ACTIONS TO TAKE
A. From the Liz Danforth interview, copy the stretch from "An Interview with" through "in both genres." word for word.
B. The "History" part of the Liz Danforth interview names three kinds of games that drew bad press. List each one with the charge made against it.

SELECTED EXTRACT
■ ■ ■ ■ ■

Sunday, April 26, 2009

An Interview with Liz Danforth (Part II)

5. I also recall seeing your artwork in a couple of GDW's Traveller products, most notably The Traveller Adventure, which remains a favorite of mine. Did you find illustrating a science fiction RPG more challenging than illustrating a fantasy one?

I did quite a lot for GDW, actually — they were one of my primary clients for many years. As a reader of the science fiction/fantasy genre as a kid, I preferred hard science fiction to fantasy. It wasn’t until I stumbled on Fritz Leiber’s Fafhrd and the Grey Mouser than I learned to love fantasy. So I was perfectly happy to illustrate in both genres.

That said, the answer to your question is Yes, SF is harder for me than fantasy. Why? Not because one is mushy in terms of research to create believable images but because I am someone who prefers organic shapes. This is a topic I’ve discussed with other artists, and I find most artists have a decided preference — either for mechanicals or for organics. We can learn to do either, but one takes more effort.

For me, mechanical things are hard. I just don’t “see” them. Moreover, because one of my early influences was Art Nouveau and the likes of Aubrey Beardsley, my work has a strong “graphic design” look. Shape and flow are often where I start a drawing’s idea, so perspective took some retroactive learning on my part — particularly because I was almost entirely self-educated in art. (My bachelor’s was Anthropology.) It is extraordinarily difficult to do convincing mechanicals until you know about perspective and vanishing points, and are willing to use a straightedge or other such tools.

6. You've continued to do gaming projects over the last 30 years. I take it that the hobby is still something you enjoy participating in?

I certainly do. The hobby has done much to shape my life and while I’ve rarely been a high profile “personality,” I have always considered myself a gamer and working professional in the field. The last half-dozen years I was as distant from the hobby as at any time in my life and career. Everything in my life was in transition and almost all of it was exceedingly unpleasant and problematic. Now things have re-stabilized after far too long, and I’m glad to say that working in the hobby again is one of the things I’m enjoying getting back to. It’s not the same as it was before, but I am as excited by what I’m doing now as I was when I started my career at 20-something. It’s not many people who get to do two wonderful things in their lives, and I am incredibly lucky in that respect.

7. My wife is a school librarian and was very excited when I told her about the project you're doing with the American Library Association. Can you tell us a bit about that project?

That’s what is so amazing about where I am right now. This is a LONG story, so you’ll have to bear with me.

History:

Twenty, twenty-five years ago, libraries and schools met gamers at the gates with pitchforks and torches. D&D was castigated as the devil’s work, Magic cards made kids into thieves and muggers, and the nascent video games were destroying children’s minds and morals — if you believed all the bad press.

■ ■ ■ ■ ■

SOURCE MATERIAL
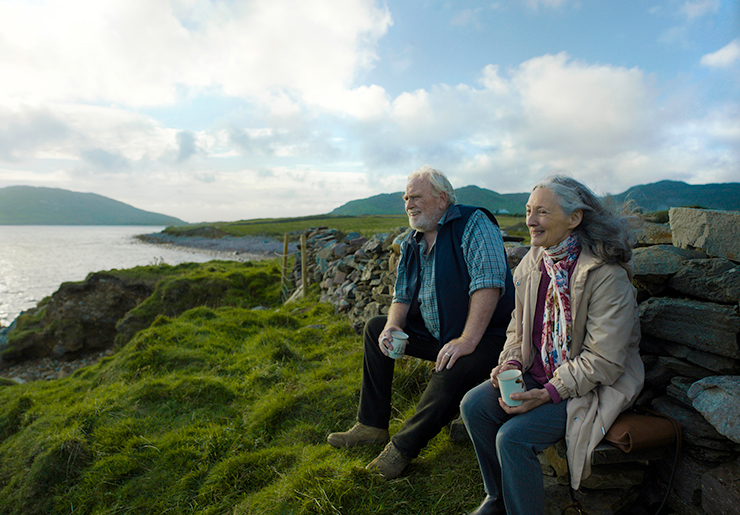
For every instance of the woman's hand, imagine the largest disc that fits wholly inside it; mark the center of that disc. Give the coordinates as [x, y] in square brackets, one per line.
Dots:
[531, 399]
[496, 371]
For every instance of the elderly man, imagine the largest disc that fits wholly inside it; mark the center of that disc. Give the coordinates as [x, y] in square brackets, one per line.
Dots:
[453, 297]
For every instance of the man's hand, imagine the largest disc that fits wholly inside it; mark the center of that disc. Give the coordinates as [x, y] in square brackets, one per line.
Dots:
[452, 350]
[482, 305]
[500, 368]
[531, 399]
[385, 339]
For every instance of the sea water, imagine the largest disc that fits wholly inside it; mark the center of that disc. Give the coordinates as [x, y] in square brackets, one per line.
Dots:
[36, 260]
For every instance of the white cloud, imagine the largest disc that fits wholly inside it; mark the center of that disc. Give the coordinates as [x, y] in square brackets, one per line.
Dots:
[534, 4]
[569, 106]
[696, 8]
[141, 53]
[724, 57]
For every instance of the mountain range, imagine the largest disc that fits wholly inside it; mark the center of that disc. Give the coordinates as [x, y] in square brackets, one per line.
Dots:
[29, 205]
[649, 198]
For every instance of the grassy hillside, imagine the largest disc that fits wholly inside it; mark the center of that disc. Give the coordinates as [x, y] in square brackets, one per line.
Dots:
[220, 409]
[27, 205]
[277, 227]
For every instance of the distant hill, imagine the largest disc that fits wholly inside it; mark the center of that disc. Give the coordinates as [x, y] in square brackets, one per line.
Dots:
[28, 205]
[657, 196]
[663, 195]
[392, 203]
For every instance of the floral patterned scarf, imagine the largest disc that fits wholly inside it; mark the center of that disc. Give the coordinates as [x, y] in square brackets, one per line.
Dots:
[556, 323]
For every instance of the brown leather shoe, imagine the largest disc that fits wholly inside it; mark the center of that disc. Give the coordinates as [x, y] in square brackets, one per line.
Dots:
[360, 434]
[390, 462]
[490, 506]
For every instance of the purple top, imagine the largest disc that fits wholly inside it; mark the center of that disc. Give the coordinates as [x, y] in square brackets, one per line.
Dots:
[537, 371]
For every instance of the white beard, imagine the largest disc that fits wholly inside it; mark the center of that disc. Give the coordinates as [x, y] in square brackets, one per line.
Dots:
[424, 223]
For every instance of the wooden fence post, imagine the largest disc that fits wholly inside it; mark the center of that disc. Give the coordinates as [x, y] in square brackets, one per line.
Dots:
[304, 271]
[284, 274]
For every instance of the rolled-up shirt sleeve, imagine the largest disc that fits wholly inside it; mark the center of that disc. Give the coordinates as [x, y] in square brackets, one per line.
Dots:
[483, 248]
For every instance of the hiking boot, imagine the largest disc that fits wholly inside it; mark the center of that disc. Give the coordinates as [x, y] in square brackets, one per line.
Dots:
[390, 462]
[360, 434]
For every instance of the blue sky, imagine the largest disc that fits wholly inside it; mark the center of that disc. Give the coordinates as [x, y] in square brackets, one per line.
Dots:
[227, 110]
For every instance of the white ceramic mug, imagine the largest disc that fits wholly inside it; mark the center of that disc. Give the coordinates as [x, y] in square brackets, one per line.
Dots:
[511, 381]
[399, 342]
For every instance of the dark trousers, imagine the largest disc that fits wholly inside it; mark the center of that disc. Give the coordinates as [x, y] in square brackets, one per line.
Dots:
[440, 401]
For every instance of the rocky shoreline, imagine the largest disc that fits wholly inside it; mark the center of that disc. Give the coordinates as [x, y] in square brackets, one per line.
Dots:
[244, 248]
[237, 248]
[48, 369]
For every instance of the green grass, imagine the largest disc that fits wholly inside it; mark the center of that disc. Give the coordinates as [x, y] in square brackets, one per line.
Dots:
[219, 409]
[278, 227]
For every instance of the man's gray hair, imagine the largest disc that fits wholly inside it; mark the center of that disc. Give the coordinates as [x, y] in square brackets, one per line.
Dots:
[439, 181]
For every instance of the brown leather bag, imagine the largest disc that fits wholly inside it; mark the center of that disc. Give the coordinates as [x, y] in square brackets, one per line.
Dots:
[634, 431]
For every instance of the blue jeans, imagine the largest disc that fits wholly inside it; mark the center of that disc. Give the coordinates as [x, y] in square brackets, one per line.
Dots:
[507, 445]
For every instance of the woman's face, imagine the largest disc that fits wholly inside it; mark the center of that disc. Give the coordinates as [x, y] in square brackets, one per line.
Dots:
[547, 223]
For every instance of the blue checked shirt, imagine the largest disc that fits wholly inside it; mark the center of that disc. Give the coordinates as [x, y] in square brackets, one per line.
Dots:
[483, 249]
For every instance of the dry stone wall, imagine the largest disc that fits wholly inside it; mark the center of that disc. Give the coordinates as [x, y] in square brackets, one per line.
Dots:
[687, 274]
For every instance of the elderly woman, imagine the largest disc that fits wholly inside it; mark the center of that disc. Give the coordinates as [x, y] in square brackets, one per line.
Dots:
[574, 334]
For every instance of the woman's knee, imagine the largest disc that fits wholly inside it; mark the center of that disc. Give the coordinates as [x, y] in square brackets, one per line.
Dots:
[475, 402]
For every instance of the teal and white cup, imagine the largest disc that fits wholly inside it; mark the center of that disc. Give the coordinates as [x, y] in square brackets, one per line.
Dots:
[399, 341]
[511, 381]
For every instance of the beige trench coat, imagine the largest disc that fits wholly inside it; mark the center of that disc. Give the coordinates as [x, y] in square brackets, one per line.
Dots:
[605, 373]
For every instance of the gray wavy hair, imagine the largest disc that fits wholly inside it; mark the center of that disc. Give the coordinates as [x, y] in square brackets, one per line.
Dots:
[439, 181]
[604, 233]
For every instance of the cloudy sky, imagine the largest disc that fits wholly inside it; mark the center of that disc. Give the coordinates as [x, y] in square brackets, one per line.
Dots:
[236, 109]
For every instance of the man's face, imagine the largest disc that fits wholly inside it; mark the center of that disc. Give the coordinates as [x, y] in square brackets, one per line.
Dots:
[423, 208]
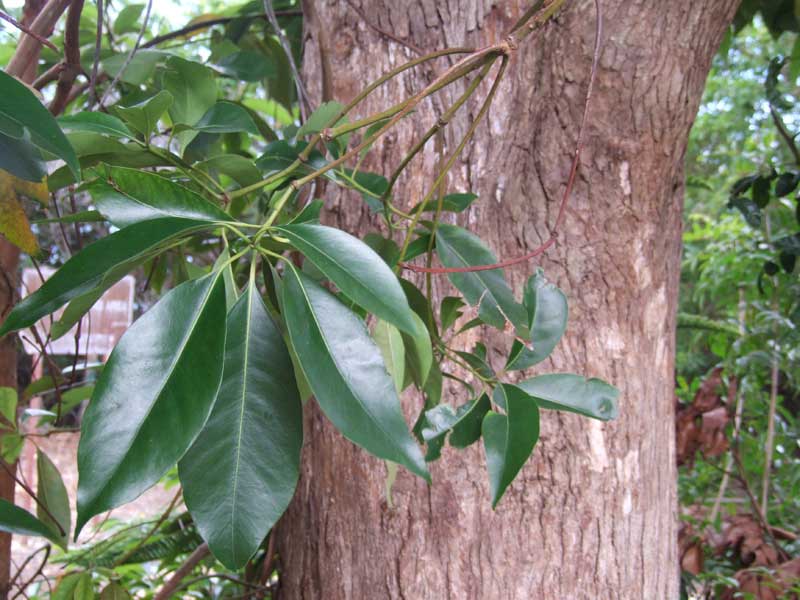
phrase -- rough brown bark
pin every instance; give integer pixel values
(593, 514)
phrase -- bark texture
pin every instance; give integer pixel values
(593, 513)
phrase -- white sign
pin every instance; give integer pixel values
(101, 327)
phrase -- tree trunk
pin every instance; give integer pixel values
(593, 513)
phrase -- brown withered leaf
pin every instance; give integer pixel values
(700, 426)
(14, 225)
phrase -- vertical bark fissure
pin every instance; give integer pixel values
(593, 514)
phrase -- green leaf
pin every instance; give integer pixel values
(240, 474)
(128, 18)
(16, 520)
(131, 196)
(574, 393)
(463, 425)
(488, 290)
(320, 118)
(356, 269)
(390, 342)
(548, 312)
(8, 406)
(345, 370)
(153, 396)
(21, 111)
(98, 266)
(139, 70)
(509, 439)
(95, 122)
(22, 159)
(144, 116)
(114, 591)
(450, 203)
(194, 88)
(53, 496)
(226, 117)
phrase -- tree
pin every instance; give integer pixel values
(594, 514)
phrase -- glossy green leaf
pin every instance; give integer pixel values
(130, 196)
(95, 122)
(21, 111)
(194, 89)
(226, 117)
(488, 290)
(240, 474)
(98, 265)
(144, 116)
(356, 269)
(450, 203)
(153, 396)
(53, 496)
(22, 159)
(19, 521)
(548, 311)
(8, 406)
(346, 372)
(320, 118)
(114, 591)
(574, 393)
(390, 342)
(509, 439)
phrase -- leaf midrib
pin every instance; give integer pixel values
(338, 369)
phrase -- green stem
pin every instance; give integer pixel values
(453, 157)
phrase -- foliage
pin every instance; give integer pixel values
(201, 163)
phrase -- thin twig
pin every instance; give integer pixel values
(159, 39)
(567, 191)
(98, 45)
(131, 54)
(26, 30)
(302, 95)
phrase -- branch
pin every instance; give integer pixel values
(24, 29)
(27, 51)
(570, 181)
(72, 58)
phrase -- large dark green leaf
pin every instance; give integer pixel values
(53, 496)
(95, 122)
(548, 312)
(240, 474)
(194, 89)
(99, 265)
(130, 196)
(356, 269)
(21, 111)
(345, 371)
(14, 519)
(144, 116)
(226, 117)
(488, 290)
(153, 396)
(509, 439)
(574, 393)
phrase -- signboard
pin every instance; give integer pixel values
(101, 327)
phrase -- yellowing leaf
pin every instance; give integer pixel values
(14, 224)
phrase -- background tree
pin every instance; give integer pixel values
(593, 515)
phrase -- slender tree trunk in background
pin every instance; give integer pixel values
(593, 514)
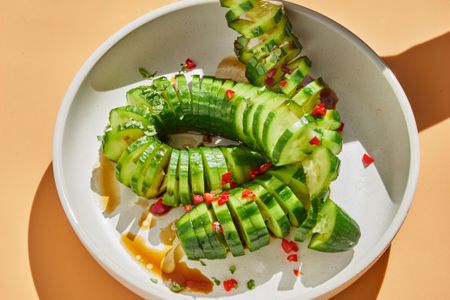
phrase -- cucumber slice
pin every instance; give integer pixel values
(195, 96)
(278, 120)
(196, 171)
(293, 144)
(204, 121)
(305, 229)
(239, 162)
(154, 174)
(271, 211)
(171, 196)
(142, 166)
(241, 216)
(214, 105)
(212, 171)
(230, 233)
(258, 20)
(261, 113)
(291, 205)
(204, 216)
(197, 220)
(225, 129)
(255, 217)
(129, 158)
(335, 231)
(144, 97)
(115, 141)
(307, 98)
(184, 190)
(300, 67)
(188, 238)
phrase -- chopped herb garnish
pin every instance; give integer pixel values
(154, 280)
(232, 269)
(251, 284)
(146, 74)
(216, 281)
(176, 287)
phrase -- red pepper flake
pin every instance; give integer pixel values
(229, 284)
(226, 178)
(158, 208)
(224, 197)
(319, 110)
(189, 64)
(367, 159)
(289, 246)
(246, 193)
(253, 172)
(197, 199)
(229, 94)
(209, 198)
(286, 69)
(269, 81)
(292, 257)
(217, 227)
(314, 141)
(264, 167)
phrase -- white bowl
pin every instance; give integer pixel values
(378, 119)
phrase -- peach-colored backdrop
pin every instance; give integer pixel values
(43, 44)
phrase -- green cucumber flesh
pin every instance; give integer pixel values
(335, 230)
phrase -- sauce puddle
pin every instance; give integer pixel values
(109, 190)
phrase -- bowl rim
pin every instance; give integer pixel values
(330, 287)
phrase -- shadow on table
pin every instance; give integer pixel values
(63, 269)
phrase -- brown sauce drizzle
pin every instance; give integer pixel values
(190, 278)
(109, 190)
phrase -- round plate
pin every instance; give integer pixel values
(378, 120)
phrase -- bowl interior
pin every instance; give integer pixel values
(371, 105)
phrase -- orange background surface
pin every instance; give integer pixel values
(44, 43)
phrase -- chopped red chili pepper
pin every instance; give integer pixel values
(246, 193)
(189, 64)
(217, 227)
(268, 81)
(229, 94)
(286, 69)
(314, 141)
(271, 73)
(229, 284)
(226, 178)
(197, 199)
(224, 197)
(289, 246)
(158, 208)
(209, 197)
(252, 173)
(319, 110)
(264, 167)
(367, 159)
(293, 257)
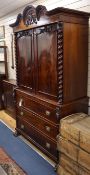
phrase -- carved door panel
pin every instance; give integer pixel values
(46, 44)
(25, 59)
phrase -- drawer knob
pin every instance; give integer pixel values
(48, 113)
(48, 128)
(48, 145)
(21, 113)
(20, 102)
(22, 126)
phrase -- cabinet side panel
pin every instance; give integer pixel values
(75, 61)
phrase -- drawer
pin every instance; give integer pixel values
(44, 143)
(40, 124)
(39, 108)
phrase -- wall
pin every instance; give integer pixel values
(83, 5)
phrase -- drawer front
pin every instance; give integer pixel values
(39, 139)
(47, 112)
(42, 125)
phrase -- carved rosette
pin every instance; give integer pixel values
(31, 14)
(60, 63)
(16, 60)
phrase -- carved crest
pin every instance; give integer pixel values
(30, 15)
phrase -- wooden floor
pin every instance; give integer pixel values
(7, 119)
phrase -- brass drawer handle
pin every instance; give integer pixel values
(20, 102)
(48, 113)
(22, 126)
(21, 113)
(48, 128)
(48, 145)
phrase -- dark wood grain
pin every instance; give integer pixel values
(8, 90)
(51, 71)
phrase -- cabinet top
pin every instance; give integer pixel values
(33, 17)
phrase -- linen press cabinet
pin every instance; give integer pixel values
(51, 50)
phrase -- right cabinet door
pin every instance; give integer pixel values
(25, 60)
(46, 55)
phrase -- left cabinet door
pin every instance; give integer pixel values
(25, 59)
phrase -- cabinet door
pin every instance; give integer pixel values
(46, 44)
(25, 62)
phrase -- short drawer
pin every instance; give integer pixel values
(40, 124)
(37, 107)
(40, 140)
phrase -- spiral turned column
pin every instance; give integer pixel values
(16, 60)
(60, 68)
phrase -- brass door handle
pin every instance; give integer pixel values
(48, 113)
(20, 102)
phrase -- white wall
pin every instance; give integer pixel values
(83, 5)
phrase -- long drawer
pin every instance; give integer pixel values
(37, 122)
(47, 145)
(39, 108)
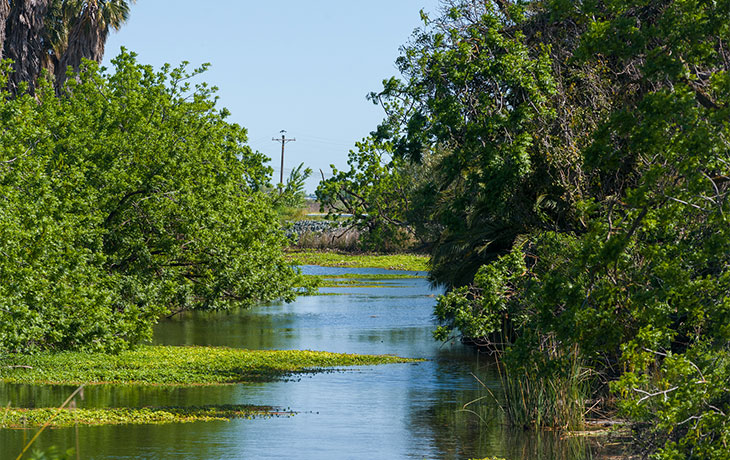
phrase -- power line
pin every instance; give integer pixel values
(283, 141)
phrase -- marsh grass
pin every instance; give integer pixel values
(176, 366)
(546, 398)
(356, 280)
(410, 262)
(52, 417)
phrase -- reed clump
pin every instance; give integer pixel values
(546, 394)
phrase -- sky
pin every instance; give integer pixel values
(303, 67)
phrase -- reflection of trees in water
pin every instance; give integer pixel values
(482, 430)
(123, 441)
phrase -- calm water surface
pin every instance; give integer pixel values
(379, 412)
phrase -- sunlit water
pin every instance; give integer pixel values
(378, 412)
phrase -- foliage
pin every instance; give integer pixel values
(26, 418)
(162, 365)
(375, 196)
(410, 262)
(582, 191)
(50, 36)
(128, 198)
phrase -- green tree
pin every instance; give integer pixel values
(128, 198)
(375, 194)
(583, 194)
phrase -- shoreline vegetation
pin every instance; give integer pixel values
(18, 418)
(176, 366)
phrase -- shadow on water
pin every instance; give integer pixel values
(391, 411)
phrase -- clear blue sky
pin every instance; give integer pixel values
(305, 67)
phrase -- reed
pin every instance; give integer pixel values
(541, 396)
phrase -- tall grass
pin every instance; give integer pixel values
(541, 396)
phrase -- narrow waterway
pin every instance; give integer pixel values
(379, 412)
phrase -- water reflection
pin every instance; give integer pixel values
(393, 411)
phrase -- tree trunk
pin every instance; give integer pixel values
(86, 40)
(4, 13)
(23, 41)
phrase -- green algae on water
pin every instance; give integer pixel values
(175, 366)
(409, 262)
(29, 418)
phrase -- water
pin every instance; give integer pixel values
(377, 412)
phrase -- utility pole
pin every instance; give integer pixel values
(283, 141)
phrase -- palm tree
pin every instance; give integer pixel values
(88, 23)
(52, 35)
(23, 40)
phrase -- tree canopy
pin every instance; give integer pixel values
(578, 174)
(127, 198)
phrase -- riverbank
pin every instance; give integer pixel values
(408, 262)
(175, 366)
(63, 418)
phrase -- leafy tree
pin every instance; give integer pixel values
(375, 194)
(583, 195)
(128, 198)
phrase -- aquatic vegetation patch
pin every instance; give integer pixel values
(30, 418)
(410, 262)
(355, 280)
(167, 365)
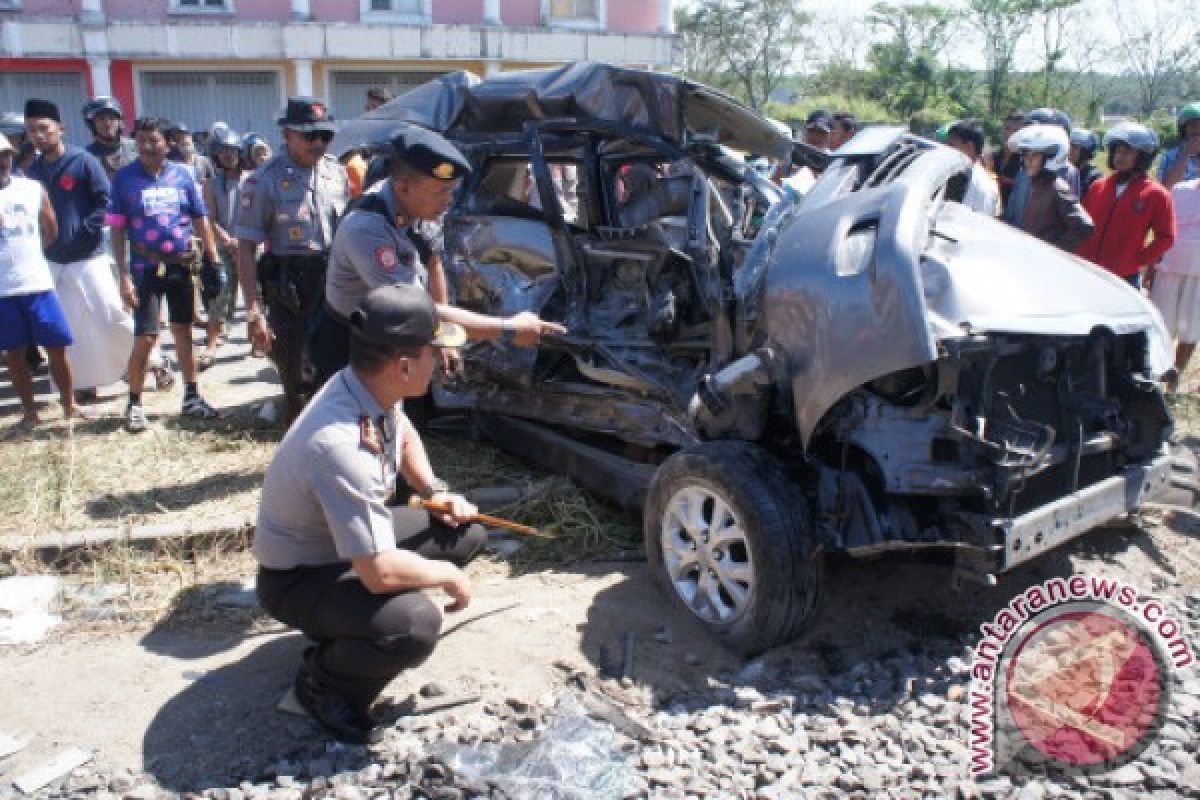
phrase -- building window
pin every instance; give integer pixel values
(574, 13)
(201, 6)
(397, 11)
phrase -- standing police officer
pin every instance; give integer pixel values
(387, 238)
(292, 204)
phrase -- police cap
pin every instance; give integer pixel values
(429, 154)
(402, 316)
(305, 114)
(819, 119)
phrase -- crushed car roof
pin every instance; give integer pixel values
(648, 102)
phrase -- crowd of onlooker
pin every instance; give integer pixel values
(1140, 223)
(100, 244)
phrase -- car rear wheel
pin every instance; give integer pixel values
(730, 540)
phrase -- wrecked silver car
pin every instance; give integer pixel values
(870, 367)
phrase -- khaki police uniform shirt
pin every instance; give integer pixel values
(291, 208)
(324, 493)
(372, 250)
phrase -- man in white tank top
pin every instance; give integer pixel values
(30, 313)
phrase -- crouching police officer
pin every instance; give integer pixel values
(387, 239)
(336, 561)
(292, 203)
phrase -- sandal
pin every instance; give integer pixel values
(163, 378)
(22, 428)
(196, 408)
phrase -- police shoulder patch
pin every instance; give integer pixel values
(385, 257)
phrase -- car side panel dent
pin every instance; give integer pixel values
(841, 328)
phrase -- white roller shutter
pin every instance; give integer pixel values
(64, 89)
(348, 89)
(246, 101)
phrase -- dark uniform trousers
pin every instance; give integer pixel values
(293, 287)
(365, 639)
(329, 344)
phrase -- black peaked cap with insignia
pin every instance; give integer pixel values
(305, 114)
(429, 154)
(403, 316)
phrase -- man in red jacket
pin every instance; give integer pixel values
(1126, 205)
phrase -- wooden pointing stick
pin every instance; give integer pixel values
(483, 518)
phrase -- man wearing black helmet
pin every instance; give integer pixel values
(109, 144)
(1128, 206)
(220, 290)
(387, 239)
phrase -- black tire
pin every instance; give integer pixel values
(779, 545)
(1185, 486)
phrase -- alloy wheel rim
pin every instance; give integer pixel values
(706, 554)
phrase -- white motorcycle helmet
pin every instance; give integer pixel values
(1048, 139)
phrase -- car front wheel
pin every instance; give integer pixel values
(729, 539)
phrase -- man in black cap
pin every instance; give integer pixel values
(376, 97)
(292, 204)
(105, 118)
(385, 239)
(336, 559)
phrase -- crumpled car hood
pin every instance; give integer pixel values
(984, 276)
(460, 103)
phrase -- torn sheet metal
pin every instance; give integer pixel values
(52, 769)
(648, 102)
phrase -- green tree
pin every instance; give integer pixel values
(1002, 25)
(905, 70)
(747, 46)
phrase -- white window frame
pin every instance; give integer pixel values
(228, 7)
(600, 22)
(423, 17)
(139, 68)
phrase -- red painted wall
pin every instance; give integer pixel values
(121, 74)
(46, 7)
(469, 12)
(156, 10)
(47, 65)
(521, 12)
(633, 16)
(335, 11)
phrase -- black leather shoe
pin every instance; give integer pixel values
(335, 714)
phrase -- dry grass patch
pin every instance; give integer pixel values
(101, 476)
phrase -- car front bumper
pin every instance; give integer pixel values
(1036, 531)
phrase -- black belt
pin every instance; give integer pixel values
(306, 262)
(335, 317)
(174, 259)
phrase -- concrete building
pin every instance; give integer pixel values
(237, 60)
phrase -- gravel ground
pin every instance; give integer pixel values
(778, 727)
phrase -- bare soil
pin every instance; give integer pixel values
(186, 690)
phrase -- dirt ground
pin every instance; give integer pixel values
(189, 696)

■ ■ ■ ■ ■

SOLUTIONS TO EACH TASK
A.
An Interview with Liz Danforth (Part II)

5. I also recall seeing your artwork in a couple of GDW's Traveller products, most notably The Traveller Adventure, which remains a favorite of mine. Did you find illustrating a science fiction RPG more challenging than illustrating a fantasy one?

I did quite a lot for GDW, actually — they were one of my primary clients for many years. As a reader of the science fiction/fantasy genre as a kid, I preferred hard science fiction to fantasy. It wasn’t until I stumbled on Fritz Leiber’s Fafhrd and the Grey Mouser than I learned to love fantasy. So I was perfectly happy to illustrate in both genres.

B.
- D&D: castigated as the devil's work
- Magic cards: made kids into thieves and muggers
- Nascent video games: destroying children's minds and morals